Aim> Rewrite every line, beginning at the line that contains "Target: thin straw-colored stem" and continuing through the end of the records. Shift each point coordinate in the answers up by 98.
== Records for the exercise ==
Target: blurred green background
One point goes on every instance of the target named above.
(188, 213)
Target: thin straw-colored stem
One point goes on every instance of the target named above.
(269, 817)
===
Reply>
Target: thin straw-colored stem
One point goes on every instance of the target named above.
(367, 915)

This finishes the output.